Can you update the data from the line containing "In this exercise you will mark every instance of the grass" through the end, replacing "largest circle" with "biggest circle" and leaving everything else unchanged?

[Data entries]
----------------

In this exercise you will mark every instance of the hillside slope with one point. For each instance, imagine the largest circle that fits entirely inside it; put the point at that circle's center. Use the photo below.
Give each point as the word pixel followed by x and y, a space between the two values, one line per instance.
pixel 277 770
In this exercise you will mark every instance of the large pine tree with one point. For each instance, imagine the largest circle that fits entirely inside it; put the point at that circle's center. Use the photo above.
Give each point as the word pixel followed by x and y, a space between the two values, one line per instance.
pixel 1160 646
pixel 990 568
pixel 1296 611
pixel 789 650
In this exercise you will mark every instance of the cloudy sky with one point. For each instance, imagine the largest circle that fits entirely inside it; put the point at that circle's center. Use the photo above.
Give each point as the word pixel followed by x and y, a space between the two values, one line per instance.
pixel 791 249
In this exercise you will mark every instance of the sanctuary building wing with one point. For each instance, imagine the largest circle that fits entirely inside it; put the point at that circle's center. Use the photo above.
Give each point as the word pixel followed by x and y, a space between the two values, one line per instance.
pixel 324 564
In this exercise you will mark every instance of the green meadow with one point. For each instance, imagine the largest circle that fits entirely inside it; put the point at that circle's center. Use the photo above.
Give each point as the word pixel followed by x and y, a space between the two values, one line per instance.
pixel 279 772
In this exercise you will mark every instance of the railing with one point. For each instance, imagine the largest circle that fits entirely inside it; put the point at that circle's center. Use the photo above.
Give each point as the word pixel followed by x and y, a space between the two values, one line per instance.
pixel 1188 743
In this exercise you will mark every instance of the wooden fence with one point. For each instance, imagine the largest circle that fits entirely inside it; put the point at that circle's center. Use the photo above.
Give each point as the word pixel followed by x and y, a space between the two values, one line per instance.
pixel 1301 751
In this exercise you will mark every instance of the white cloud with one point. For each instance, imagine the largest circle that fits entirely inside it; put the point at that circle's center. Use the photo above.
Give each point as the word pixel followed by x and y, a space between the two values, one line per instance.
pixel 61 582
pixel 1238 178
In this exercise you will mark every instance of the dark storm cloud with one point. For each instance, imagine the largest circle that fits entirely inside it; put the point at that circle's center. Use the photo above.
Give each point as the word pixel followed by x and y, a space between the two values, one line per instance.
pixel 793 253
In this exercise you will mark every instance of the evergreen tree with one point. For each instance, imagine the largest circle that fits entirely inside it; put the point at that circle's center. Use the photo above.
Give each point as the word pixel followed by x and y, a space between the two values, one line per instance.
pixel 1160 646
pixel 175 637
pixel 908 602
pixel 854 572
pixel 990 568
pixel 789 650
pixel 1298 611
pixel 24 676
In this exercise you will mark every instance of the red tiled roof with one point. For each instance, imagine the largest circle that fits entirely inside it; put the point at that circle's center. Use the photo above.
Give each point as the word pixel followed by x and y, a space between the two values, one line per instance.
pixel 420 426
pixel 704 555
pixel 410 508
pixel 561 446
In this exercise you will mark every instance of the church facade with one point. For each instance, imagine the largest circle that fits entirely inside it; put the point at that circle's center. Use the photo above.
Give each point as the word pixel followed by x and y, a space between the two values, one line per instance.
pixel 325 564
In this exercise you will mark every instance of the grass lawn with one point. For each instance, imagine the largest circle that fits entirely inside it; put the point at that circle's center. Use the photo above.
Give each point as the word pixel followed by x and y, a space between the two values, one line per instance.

----------------

• **Correct answer**:
In this exercise you will mark every instance of the grass lawn with one point. For each instance, imagine the biggest circle that fits entirely inside it; put the point at that circle's center. Use the photo above.
Give each point as the word pixel followed by x and y, a space between the two values, one line per instance.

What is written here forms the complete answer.